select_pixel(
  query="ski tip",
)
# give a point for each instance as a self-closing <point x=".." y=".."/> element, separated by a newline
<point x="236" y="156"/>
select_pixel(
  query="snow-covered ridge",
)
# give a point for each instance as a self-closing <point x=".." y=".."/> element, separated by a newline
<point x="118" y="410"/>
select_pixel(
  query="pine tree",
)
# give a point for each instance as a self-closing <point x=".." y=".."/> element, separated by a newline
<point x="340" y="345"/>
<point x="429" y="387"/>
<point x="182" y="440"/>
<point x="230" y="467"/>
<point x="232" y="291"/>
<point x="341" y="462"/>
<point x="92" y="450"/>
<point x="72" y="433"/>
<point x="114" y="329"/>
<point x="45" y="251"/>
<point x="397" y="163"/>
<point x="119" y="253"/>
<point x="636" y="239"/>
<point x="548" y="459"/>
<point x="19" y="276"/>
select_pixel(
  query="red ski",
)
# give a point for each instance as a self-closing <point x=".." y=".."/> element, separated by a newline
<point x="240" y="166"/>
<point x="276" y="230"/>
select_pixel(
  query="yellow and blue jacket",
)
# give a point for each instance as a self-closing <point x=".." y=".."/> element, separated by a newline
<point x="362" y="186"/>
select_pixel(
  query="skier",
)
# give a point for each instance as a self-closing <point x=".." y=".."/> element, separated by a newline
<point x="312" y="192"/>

──────────

■ Given instruction ■
Reproduce each entry exactly, leaving out nothing.

■ Result for this exercise ■
select_pixel(
  query="ski tip",
)
# give a point for each instance as a self-closing <point x=".." y=".."/> element, separated by a newline
<point x="236" y="156"/>
select_pixel(
  query="snow-covered ridge",
)
# give a point for each instance as a self-closing <point x=".." y=".."/> element, separated by a newline
<point x="118" y="410"/>
select_pixel(
  query="pine tree",
)
# give a point for each instance as a self-closing <point x=".." y=".."/> element, separated by a newline
<point x="340" y="345"/>
<point x="429" y="387"/>
<point x="182" y="440"/>
<point x="230" y="467"/>
<point x="232" y="291"/>
<point x="341" y="462"/>
<point x="92" y="450"/>
<point x="72" y="433"/>
<point x="114" y="329"/>
<point x="45" y="251"/>
<point x="397" y="163"/>
<point x="119" y="253"/>
<point x="636" y="239"/>
<point x="548" y="459"/>
<point x="19" y="276"/>
select_pixel(
  query="red ski",
)
# give a point for each instance as a self-closing <point x=".." y=".."/> element, separated by a newline
<point x="240" y="166"/>
<point x="276" y="230"/>
select_pixel(
  query="yellow and blue jacket",
)
# give a point for each instance as a self-closing <point x=".." y=".."/> element, separated by a newline
<point x="362" y="186"/>
select_pixel(
  query="skier",
)
# give a point for each instance as a self-closing <point x=".." y=".."/> element, separated by a newline
<point x="312" y="192"/>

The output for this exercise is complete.